-- START RECORDS SUPPLIED --

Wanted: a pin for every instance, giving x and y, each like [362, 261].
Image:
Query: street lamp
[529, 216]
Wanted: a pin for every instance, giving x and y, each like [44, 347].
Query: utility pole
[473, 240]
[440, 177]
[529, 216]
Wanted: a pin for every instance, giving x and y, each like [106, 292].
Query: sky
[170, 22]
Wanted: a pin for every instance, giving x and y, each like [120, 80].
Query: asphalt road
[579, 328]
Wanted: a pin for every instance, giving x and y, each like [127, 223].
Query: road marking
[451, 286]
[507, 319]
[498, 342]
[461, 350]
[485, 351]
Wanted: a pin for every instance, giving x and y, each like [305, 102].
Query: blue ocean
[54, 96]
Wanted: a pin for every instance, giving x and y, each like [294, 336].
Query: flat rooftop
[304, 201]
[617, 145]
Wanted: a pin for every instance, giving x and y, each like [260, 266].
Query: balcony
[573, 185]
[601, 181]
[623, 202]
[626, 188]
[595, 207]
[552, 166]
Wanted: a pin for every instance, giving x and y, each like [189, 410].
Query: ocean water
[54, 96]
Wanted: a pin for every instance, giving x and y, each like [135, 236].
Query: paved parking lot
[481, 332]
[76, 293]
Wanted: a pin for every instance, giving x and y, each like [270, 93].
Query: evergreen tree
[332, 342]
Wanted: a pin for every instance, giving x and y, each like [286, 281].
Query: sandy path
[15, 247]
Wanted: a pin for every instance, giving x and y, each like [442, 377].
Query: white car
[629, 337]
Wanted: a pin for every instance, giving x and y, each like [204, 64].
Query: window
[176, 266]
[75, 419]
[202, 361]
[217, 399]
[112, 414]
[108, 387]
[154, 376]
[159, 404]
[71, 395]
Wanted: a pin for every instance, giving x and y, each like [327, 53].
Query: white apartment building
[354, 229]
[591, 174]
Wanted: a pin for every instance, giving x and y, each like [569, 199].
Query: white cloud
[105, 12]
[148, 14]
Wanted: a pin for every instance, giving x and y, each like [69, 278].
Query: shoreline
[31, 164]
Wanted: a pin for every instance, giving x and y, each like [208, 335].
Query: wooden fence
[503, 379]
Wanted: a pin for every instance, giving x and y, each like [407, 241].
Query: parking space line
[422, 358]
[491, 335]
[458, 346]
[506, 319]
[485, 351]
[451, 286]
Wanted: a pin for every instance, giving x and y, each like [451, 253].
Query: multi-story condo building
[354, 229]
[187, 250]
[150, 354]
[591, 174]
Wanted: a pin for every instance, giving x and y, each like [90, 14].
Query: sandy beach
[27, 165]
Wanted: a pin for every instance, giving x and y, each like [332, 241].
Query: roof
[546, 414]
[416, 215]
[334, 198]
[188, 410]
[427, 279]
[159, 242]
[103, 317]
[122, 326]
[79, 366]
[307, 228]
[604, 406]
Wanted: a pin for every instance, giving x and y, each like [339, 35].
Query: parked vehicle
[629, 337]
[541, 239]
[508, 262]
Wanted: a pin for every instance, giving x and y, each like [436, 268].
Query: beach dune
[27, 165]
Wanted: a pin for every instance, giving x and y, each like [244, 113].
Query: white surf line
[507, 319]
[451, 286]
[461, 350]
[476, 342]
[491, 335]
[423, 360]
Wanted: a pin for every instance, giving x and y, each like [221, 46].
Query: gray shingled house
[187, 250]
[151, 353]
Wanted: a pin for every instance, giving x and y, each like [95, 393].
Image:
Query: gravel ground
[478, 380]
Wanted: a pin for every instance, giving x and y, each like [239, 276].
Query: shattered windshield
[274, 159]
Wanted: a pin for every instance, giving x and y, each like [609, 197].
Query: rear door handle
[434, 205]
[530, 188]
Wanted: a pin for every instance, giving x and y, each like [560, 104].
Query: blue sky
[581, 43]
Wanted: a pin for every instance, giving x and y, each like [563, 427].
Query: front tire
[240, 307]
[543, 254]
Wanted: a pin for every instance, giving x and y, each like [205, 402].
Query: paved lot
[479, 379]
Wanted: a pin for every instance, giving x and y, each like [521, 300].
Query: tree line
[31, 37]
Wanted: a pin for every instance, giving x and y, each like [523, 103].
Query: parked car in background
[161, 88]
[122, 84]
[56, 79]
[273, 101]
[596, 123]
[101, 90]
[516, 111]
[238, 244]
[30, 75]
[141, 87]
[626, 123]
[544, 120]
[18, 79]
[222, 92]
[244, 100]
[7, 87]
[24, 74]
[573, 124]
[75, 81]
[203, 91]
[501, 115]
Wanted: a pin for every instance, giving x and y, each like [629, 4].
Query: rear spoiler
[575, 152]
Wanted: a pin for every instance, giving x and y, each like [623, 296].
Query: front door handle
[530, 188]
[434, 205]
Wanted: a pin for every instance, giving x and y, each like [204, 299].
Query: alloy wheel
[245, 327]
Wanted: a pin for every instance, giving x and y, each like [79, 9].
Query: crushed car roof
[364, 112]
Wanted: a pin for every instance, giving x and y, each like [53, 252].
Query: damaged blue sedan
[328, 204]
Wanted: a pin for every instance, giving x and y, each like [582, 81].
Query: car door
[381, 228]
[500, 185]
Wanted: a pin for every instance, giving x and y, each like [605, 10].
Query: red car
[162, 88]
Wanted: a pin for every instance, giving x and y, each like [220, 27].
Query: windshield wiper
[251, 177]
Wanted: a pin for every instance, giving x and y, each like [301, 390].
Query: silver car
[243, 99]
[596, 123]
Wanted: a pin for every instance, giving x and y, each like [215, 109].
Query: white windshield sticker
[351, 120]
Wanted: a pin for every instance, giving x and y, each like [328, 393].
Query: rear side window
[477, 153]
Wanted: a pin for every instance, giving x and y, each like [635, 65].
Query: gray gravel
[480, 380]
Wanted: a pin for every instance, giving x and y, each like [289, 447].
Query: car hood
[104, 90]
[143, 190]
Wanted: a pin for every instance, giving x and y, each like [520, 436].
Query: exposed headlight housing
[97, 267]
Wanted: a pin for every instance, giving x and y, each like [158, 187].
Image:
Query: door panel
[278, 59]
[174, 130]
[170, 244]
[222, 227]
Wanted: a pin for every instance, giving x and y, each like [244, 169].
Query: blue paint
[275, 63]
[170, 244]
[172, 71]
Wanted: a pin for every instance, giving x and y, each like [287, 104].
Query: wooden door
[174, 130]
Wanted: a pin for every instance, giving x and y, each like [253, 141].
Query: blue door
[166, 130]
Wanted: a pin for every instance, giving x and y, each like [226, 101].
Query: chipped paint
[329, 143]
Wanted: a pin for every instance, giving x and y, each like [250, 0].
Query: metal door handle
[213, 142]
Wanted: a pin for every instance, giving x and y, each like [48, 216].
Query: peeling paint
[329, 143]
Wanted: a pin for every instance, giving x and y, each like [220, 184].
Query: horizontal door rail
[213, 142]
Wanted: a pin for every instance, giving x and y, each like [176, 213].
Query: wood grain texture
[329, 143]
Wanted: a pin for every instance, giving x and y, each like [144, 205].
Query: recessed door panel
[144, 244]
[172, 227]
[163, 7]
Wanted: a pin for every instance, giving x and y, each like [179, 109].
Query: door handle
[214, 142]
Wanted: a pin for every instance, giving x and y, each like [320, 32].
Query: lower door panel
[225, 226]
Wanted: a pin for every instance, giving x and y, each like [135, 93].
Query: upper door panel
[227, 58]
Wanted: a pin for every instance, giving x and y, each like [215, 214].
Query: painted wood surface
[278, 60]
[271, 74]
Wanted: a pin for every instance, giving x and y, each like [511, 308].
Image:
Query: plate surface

-- END RECORDS SUPPLIED --

TASK REQUIREMENTS
Convert the records, from the line containing "like [179, 109]." through their final line, inclusive, into a JSON list of strings, one string per line, omitting blank lines.

ANSWER TO THIS EXERCISE
[
  "Wanted: a pin for every instance, giving x and y, each like [179, 109].",
  "Query: door handle",
  "[214, 142]",
  "Wanted: a pin for every instance, giving x and y, each like [320, 32].",
  "Query: lower door panel",
  "[225, 226]",
  "Wanted: a pin for every instance, giving x and y, each like [135, 93].",
  "Query: upper door panel",
  "[227, 58]",
  "Wanted: a pin for every instance, giving x and y, each like [215, 214].",
  "Query: painted wood surface",
  "[278, 60]",
  "[271, 74]",
  "Wanted: a pin for every instance, giving x and y, each like [511, 308].",
  "Image:",
  "Query: plate surface"
]